## To do
If a line includes "quatrefoil", copy it out of the entries.

╔══

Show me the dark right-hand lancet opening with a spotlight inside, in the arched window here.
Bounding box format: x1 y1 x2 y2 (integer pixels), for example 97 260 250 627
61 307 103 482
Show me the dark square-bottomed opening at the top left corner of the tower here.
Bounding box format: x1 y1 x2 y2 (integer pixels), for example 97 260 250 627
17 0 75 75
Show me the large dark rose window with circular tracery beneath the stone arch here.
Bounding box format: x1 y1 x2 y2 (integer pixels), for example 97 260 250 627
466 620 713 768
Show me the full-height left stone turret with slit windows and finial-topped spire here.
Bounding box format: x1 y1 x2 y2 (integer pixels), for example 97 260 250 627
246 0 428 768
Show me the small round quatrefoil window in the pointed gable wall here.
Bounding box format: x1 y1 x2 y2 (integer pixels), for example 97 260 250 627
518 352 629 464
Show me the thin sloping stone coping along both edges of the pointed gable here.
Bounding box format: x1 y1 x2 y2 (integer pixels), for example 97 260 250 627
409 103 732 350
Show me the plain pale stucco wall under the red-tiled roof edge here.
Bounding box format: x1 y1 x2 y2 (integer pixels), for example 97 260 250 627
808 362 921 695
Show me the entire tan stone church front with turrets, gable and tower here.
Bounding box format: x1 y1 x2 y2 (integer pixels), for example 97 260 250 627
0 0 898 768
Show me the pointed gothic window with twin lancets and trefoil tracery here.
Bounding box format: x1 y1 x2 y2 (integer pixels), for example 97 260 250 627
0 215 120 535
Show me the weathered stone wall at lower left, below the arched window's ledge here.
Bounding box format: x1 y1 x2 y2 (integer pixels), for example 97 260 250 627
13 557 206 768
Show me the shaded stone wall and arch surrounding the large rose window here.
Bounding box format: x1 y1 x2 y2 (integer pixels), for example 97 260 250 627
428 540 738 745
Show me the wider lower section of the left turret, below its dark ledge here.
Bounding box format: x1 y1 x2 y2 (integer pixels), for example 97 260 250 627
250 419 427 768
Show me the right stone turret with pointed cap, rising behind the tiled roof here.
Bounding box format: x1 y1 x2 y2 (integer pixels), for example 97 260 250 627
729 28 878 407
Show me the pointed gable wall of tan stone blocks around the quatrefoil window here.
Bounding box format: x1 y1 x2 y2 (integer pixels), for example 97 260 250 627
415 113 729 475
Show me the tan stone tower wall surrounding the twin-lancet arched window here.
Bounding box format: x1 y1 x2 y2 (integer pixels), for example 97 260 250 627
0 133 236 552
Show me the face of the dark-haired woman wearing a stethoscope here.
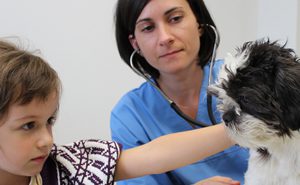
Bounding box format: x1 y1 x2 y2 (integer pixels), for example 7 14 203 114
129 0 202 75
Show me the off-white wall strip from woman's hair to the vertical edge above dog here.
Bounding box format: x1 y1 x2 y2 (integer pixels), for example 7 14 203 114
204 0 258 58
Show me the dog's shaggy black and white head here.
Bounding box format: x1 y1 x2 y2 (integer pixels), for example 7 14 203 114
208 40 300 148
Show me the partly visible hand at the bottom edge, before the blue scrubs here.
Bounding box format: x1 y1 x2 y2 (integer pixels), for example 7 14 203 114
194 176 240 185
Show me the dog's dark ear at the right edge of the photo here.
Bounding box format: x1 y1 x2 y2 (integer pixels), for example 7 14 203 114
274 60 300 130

╚══

## Solution for this exercise
Show me the small round quatrefoil window in the pointed gable wall here.
Show me the pointed gable wall of tan stone blocks around the quatrefoil window here.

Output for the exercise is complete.